> **Direction 1**
Please arrange the listing, from its first line through the line containing "[[[425,38],[423,0],[0,0],[0,38]]]" with both ends included, as a JSON list of strings, one string per line, leaving out blank lines.
§
Thus, when the camshaft is axially displaced in accordance with
engine operation, the air gap varies with that displacement,
leading to unstable driving force resulting from the
electromagnetic coil.
SUMMARY OF THE INVENTION
It is, therefore, an object of the present invention to provide a
valve timing control system for an internal combustion engine,
which always allows desired control of valve timing regardless of
axial displacement of the driving rotator and the follower
rotator.
The present invention provides generally a system for controlling a
valve timing in an internal combustion engine, which comprises: a
driving rotator rotated by a crankshaft of the engine; a follower
rotator provided to a camshaft of the engine, the follower rotator
receiving power from the driving rotator; a stationary member; and
an electromagnetic coil mounted to the stationary member, the
electromagnetic coil producing a magnetic field to control an angle
formed between the driving rotator and the follower rotator, the
electromagnetic coil having rotation restricted and axial
displacement allowed by the stationary member, the electromagnetic
coil being engaged with one of the driving rotator and the follower
rotator to enable rotation with respect to the one and axial
displacement together therewith.
§
> **Direction 2**
In the valve timing excerpt, what rotates the driving rotator?

> **Data lines**
§
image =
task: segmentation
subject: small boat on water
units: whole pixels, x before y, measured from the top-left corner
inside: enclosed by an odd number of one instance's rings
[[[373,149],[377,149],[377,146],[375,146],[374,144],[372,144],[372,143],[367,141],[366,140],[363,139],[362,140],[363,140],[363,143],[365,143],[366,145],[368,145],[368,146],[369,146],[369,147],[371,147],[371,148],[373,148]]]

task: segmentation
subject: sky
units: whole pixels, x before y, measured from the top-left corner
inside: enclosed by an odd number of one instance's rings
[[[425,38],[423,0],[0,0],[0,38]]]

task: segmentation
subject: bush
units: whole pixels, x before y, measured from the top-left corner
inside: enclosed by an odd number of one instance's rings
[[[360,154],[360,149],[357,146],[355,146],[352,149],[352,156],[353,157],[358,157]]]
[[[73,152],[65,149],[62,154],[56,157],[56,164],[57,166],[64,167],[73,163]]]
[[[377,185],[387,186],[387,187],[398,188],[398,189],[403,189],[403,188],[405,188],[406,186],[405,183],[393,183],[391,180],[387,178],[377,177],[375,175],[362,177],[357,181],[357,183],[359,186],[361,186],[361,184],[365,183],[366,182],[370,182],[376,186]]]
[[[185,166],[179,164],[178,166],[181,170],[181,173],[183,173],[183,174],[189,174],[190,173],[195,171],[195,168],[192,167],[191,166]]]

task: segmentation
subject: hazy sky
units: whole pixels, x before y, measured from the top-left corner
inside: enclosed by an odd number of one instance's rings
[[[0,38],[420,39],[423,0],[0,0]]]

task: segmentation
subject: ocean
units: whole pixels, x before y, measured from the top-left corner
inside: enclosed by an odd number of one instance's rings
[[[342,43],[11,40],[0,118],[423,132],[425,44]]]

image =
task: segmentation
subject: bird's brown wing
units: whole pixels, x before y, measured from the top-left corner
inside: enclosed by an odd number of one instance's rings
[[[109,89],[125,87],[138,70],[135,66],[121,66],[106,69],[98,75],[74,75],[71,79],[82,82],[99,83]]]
§
> **Full output 1**
[
  "image =",
  "task: segmentation",
  "subject: small boat on water",
  "units: whole pixels, x before y, measured from the top-left corner",
  "inside: enclosed by an odd number of one instance's rings",
  "[[[373,149],[377,149],[377,146],[375,146],[374,144],[372,144],[372,143],[367,141],[366,140],[363,139],[362,140],[363,140],[363,143],[365,143],[366,145],[368,145],[368,146],[369,146],[369,147],[371,147],[371,148],[373,148]]]",
  "task: segmentation",
  "subject: sky",
  "units: whole pixels, x before y, measured from the top-left corner",
  "inside: enclosed by an odd number of one instance's rings",
  "[[[425,38],[423,0],[0,0],[0,38]]]"
]

> **Full output 2**
A crankshaft of the engine.